**WHAT IS NEEDED**
Copy the items from the line containing "the car windshield." through the line containing "276 98 289 122", swapping "blue jacket" for "gray coat" and leaving all else as it stands.

──────── RECORDS FOR THIS TASK

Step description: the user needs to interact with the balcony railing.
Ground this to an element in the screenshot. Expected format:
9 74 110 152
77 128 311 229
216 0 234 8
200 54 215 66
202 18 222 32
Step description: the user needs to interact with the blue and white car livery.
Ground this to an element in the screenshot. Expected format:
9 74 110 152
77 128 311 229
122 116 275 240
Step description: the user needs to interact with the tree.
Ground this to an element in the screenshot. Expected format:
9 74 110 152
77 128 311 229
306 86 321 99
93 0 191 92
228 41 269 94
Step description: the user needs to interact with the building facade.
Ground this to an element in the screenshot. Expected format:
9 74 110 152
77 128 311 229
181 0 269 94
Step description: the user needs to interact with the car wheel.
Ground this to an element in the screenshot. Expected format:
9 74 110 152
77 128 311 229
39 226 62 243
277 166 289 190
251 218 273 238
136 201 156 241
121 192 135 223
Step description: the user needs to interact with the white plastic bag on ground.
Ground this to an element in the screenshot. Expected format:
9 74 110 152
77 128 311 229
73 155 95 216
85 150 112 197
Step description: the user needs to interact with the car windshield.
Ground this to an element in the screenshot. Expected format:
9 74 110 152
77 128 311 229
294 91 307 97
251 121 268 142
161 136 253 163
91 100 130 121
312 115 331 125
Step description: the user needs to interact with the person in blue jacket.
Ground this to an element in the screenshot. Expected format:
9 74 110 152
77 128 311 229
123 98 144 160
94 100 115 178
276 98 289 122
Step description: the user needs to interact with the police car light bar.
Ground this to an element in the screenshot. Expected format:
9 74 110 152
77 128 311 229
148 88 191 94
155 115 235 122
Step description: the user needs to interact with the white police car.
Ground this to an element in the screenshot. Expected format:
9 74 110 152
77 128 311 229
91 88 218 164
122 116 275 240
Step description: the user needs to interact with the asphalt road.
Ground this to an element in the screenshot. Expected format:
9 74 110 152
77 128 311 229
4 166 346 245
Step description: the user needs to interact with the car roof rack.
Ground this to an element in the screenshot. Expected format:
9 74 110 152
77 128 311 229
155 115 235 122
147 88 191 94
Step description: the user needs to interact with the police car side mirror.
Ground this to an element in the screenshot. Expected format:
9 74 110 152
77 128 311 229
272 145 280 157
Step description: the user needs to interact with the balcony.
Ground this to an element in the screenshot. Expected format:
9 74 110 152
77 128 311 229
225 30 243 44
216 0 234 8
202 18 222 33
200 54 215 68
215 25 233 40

────────────────

**FINAL ANSWER**
Step description: the user needs to interact with the car windshield.
Ground this to an element in the screenshot. Expected format:
9 74 110 152
77 128 311 229
294 91 307 97
251 121 268 142
161 136 253 163
91 100 130 121
312 115 331 125
Step description: the user needs to interact with the person in gray coat.
Ground this to an element in the screenshot. Expected format:
9 74 110 152
77 128 311 229
123 98 144 160
94 100 115 178
276 98 289 122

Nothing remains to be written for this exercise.